* **YOUR TASK**:
Return all lines of the data in which the string "orange" occurs.

[Data entries]
__________
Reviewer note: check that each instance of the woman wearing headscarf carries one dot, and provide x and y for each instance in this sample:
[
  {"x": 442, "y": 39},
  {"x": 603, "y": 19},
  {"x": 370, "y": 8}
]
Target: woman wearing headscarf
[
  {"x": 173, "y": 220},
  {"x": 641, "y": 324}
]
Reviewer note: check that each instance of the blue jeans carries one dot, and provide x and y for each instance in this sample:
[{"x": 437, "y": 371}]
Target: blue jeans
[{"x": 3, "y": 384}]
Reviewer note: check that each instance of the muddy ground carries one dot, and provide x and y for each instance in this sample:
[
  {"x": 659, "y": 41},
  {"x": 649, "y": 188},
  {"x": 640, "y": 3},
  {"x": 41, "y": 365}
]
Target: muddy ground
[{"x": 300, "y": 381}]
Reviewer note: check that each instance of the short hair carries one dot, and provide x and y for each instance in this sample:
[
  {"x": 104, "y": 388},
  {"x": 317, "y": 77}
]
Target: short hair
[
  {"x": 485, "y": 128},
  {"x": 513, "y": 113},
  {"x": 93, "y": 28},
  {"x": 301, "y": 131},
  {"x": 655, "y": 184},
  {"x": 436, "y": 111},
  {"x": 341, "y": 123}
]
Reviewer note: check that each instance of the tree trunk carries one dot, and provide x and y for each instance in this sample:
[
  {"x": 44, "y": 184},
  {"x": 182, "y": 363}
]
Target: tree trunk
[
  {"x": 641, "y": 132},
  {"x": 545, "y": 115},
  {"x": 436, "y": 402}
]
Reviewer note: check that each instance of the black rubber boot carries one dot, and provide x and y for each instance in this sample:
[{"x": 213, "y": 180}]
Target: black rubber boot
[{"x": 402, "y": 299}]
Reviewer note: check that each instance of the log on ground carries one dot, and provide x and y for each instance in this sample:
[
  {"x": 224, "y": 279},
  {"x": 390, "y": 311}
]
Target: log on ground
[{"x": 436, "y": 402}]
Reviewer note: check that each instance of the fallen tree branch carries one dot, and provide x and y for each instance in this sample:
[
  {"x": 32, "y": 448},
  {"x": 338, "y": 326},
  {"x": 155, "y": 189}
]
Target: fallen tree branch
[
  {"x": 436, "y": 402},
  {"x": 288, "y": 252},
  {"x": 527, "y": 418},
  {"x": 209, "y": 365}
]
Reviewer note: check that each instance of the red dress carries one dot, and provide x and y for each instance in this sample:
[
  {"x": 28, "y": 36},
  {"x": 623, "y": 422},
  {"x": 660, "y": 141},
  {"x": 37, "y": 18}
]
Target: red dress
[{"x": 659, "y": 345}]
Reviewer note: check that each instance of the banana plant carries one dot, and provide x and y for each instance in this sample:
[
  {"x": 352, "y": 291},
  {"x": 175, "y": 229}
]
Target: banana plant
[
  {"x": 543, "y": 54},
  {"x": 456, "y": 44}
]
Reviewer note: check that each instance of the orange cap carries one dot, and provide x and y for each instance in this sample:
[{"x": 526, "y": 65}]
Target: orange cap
__________
* **OUTPUT OF THE TASK**:
Reviewer note: check that each instance of the orange cap carries one dot, and provide x and y for each instance in this sample:
Target: orange cap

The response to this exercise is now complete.